▶ **Activity**
Copy out the entries below precisely; nothing is to be omitted.

———

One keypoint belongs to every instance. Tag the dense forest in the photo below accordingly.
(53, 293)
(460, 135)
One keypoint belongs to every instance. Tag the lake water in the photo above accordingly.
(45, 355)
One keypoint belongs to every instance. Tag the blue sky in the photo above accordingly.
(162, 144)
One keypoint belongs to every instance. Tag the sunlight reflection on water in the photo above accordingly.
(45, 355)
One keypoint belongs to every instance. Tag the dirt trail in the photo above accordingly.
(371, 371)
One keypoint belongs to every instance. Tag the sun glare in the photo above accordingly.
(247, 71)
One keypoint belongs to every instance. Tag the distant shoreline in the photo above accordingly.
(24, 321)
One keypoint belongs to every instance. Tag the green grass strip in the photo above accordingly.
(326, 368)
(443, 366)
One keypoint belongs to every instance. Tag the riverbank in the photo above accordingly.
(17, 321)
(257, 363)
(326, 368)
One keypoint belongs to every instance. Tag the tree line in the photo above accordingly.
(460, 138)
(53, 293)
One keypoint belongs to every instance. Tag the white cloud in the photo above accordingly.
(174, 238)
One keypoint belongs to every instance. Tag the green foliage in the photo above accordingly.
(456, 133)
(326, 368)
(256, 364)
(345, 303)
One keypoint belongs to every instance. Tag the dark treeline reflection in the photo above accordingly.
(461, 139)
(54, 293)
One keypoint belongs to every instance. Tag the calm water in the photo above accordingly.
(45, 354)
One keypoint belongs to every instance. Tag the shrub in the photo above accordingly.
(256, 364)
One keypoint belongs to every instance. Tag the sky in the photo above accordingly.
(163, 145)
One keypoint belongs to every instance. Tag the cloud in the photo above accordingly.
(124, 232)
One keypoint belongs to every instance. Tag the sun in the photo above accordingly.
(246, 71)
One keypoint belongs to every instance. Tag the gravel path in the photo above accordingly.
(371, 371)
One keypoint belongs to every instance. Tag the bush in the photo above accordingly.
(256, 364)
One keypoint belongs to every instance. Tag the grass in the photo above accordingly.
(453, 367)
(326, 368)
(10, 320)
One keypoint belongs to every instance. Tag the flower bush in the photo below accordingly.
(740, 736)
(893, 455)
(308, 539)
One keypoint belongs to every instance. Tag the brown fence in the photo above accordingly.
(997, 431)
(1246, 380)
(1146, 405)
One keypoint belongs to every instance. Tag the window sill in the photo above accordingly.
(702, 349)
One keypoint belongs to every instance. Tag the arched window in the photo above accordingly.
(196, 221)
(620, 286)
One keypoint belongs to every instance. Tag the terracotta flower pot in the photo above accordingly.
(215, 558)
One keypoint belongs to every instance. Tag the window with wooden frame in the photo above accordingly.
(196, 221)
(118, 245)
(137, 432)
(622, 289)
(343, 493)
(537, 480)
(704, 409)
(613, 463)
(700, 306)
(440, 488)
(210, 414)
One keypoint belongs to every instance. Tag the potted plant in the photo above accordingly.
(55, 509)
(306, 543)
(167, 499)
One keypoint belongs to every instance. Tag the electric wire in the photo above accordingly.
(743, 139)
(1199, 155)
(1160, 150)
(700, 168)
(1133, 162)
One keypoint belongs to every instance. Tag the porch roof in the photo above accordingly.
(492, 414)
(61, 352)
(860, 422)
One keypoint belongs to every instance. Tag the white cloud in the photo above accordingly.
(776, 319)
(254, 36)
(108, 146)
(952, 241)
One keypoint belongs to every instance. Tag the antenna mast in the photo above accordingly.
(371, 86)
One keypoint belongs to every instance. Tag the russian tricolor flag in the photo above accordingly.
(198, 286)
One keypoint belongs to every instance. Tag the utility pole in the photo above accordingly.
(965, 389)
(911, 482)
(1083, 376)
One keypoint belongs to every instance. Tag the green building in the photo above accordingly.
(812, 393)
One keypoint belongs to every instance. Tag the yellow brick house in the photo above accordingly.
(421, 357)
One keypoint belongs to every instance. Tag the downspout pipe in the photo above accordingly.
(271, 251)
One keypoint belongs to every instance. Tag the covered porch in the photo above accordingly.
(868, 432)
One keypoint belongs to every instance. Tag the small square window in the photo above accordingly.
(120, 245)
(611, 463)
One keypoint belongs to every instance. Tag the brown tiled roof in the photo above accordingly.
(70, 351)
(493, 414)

———

▶ **Problem solution**
One keypoint belongs to every instance. Tag the dense forest in the photo below accordingly.
(53, 293)
(460, 135)
One keypoint belongs to every instance. Tag the lake water in the photo above accordingly.
(45, 355)
One keypoint belongs to every instance. Tag the blue sky in the photo above accordingly.
(162, 144)
One keypoint belongs to every instance. Tag the sunlight reflection on water in the photo above accordingly.
(45, 355)
One keypoint belongs to every instance. Tag the dirt trail in the photo above accordingly.
(371, 371)
One keypoint belongs to every instance. Tag the sun glare in the photo above accordingly.
(247, 71)
One keypoint belongs to every instance. Tag the distant shoreline in the photo above accordingly.
(24, 321)
One keypoint belongs to every instance. Tag the green grass strip in the photo above accordingly.
(326, 368)
(443, 366)
One keypoint belongs to every instance. Tag the riverbank in the photo above accordingly.
(17, 321)
(257, 363)
(326, 368)
One keypoint belongs to every instance. Tag the tree line in the photo above accordingly.
(460, 138)
(53, 293)
One keypoint belongs to every instance. Tag the white cloud in the photo above accordingly.
(174, 238)
One keypoint belongs to every instance. Tag the green foliage in the photo above accordingly.
(456, 133)
(326, 368)
(256, 364)
(345, 303)
One keypoint belongs to every instance. Tag the dark treeline reflection in the photo above accordingly.
(461, 139)
(54, 293)
One keypoint belongs to every instance. Tag the calm water in the photo above accordingly.
(45, 354)
One keypoint belongs to every instance. Tag the shrub in the photo above accordingly.
(256, 364)
One keypoint belongs to every instance. Tag the sky in the photo above accordingly.
(163, 145)
One keypoint belongs to every instance. Tag the cloud in the photo above accordingly.
(124, 232)
One keypoint belongs to every instance. Tag the sun in the photo above accordingly.
(246, 71)
One keypoint belongs to every instance. Tag the gravel path in the photo above accordingly.
(371, 371)
One keypoint belongs to every instance. Tag the bush in the photo above accordingly.
(256, 364)
One keypoint belongs to every instance. Tag the grass in the photo above accordingly.
(453, 367)
(326, 368)
(10, 320)
One keypoint belongs to every instance. Tag the flower bush in the photo below accordingly.
(740, 736)
(893, 455)
(308, 539)
One keypoint belongs to every instance. Tag the brown fence in the photo above accordingly.
(997, 431)
(1246, 380)
(1146, 405)
One keypoint belongs to every instance. Tag the window sill in the photo above accordingly.
(702, 349)
One keypoint belongs to every instance. Tag the arched window in the photo above accordingly.
(196, 221)
(620, 286)
One keypoint belongs to every instance. Tag the terracotta flower pot in the photo above accordingly.
(215, 558)
One keypoint belongs to every instance. Tag the window with wooden frame in the photo above accordingly.
(196, 221)
(118, 245)
(137, 432)
(622, 289)
(343, 493)
(537, 480)
(704, 409)
(613, 463)
(700, 306)
(440, 488)
(210, 414)
One keypoint belongs to every instance. Tag the potted plant in the photo above accordingly.
(55, 509)
(306, 543)
(167, 499)
One keypoint belongs to every instance. Tag the electric wire in the photo above accordingly.
(743, 139)
(1199, 155)
(1160, 150)
(700, 168)
(1133, 162)
One keypoint belongs to every instance. Tag the porch roof in the photo above accordingly.
(492, 414)
(61, 352)
(860, 422)
One keypoint belongs to every instance. Tag the white cloud in the photo above accordingly.
(776, 319)
(254, 36)
(108, 146)
(952, 241)
One keypoint belongs to every instance. Tag the antenna mast in the photo above accordingly.
(371, 86)
One keypoint belongs to every instance. Tag the russian tricolor flag in the photo above accordingly.
(198, 286)
One keypoint belongs to every instance. Tag the utility pole in the photo above accordingly.
(965, 389)
(911, 482)
(1083, 376)
One keypoint belongs to every instance. Tag the green building in the photo above accordingly.
(812, 393)
One keypoint belongs to every instance. Tag the yellow brick house in the photo above accordingly.
(421, 357)
One keypoint belongs to every instance. Tag the downspout pipe in the photo above accordingly.
(271, 251)
One keypoint belongs to every instance. Tag the covered porch in the photo above accordingly.
(868, 432)
One keypoint belongs to every instance. Tag the small square window in the photo above accordingly.
(120, 245)
(611, 463)
One keypoint belongs to every instance. Tag the brown tiled roof in the photo above accordingly.
(70, 351)
(493, 414)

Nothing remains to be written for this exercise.